··· Data for this exercise ···
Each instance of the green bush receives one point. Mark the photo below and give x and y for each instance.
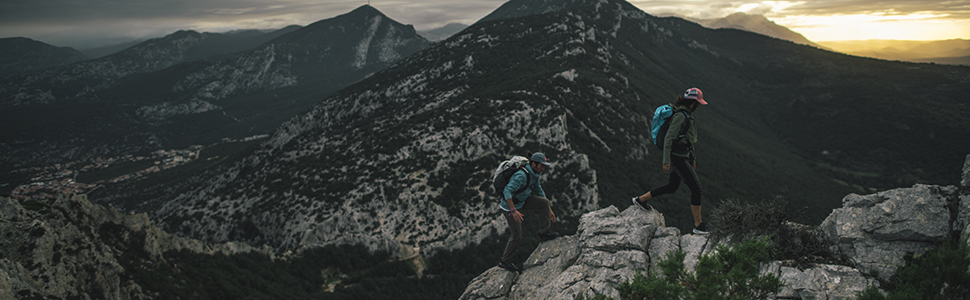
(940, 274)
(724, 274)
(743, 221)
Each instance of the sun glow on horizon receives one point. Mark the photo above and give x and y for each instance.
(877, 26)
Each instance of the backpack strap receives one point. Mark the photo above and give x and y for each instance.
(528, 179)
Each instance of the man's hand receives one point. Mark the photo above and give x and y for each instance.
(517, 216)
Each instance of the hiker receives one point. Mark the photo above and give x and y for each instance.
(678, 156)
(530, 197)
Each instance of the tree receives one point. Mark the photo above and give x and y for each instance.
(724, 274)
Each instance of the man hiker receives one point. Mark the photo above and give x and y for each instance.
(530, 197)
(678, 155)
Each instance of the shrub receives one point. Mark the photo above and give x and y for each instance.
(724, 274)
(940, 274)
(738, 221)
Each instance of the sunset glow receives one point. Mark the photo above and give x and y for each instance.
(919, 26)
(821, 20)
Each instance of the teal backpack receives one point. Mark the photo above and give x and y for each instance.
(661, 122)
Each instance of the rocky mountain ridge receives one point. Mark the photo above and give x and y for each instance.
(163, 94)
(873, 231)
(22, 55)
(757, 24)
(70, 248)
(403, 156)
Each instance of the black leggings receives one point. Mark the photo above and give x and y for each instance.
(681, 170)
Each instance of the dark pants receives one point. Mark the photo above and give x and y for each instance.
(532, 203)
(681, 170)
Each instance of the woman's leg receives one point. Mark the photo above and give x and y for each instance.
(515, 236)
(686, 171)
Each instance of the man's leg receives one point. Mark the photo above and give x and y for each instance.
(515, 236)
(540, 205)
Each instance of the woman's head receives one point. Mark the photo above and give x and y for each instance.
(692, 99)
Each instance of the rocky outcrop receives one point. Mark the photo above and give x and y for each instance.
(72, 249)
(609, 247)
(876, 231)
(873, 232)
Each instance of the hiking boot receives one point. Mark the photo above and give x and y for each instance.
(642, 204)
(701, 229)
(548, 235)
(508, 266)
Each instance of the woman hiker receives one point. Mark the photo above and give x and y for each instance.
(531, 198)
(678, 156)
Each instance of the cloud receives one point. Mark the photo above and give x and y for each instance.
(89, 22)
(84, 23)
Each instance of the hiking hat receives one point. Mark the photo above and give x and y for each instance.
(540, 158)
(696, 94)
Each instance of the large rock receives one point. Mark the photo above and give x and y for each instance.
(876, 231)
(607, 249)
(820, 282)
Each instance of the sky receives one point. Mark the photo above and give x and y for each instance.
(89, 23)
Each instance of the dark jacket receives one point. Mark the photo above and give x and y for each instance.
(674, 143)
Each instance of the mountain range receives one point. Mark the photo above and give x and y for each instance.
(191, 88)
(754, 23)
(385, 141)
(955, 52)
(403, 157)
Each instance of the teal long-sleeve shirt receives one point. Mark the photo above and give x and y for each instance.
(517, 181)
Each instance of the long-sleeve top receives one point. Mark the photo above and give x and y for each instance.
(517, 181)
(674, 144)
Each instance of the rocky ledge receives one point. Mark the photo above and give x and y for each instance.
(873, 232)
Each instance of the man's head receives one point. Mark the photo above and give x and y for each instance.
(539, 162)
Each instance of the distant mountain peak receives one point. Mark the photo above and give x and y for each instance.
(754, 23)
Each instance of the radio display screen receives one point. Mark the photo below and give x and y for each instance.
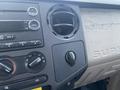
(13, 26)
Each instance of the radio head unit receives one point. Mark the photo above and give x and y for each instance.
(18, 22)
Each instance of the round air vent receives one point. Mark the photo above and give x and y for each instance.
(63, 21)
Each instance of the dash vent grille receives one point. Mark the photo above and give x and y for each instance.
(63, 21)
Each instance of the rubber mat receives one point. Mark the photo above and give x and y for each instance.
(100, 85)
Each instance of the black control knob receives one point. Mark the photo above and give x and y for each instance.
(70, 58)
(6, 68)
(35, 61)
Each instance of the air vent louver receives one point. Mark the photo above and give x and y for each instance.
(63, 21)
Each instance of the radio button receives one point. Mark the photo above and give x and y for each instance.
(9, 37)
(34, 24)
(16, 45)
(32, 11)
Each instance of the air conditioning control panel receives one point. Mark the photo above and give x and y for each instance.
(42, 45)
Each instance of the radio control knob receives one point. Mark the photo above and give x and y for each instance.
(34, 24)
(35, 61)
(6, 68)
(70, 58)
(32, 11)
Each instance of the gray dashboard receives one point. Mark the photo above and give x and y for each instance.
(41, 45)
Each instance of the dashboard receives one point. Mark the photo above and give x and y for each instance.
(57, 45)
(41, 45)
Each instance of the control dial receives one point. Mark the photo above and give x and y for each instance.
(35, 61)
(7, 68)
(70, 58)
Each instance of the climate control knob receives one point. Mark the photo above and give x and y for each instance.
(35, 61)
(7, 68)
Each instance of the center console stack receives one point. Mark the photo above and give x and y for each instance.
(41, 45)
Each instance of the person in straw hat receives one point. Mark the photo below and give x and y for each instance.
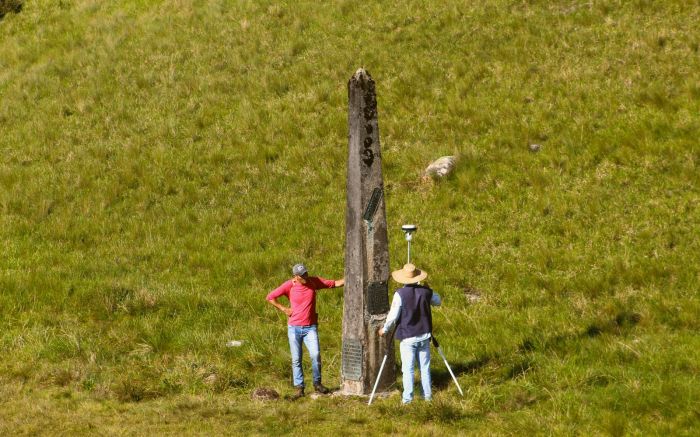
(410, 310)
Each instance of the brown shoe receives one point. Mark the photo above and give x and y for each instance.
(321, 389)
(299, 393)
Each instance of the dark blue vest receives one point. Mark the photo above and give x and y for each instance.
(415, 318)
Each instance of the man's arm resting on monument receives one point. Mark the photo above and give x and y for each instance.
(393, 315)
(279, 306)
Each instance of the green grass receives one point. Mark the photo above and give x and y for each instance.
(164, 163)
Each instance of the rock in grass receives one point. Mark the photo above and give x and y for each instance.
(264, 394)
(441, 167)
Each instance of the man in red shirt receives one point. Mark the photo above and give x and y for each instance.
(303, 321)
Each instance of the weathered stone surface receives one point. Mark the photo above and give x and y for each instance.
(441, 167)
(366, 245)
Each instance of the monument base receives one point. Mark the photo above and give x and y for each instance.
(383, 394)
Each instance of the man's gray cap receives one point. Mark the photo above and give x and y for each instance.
···
> Exercise prompt: Please repeat exactly the lines from the one containing "Each instance of the center" through the end of the entries, both included, omitting pictures.

> Solution:
Each instance of the center console stack receives one point. Mark the photo above and give x and y for each instance.
(41, 45)
Each instance of the person in straw hat receives one point. Mark the photo below and give x and y for each instance.
(410, 310)
Each instance of the brown shoe receives one point. Mark the photo above and give x and y for each instance.
(321, 389)
(299, 393)
Each instance of the dark blue vest receives one point. Mark the photo above and give x and y for each instance.
(415, 318)
Each instance of the man's arm resting on monument receives one point. Mark the photo above and give x and y for each instance.
(393, 315)
(279, 306)
Each instance of the green grass receives one point. Mark the photo above and give x and y for each instance.
(164, 163)
Each instance of the rock in grass receives one point. Mark the photo above and give x and y for each instance.
(264, 394)
(441, 167)
Each instance of the man in red shirt receives one point. Mark the photo above and give x and y for each instance.
(303, 321)
Each instance of the weathered stone surface receives one point. Mark the photo above and give x and y for each instance.
(441, 167)
(366, 245)
Each instance of the monument base receives one point. Mark the photo above and give x and y for each instance.
(383, 394)
Each instance of the man's gray cap receives one point. Mark the photo above and give x and y for each instance.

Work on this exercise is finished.